Task directions | What is needed here is every line of the records that includes "tile".

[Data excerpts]
──────────────────────────────

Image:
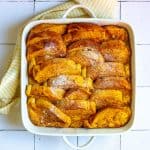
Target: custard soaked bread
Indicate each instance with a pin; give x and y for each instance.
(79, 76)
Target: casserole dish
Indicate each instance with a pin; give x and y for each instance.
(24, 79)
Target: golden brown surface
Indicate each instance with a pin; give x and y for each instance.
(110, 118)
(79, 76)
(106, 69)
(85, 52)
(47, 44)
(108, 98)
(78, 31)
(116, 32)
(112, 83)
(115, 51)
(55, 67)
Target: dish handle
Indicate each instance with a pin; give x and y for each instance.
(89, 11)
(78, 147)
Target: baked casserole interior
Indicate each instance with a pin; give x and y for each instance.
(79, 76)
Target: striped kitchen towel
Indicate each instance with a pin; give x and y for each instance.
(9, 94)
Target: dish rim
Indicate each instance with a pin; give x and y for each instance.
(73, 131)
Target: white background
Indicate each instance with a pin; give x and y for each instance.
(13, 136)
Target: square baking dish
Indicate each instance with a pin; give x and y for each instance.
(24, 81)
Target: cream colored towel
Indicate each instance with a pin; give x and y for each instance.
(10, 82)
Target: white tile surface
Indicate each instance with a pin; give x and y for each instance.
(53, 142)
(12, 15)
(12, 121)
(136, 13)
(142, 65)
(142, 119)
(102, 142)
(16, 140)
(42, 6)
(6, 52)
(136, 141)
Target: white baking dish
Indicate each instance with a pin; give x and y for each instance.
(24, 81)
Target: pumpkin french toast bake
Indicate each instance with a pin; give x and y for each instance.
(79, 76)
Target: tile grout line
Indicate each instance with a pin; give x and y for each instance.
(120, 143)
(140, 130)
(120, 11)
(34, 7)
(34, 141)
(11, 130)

──────────────────────────────

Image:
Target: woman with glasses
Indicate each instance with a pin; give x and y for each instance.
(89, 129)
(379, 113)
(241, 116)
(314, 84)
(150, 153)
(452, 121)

──────────────────────────────

Expected answer |
Target: white tile surface
Target: tile grout line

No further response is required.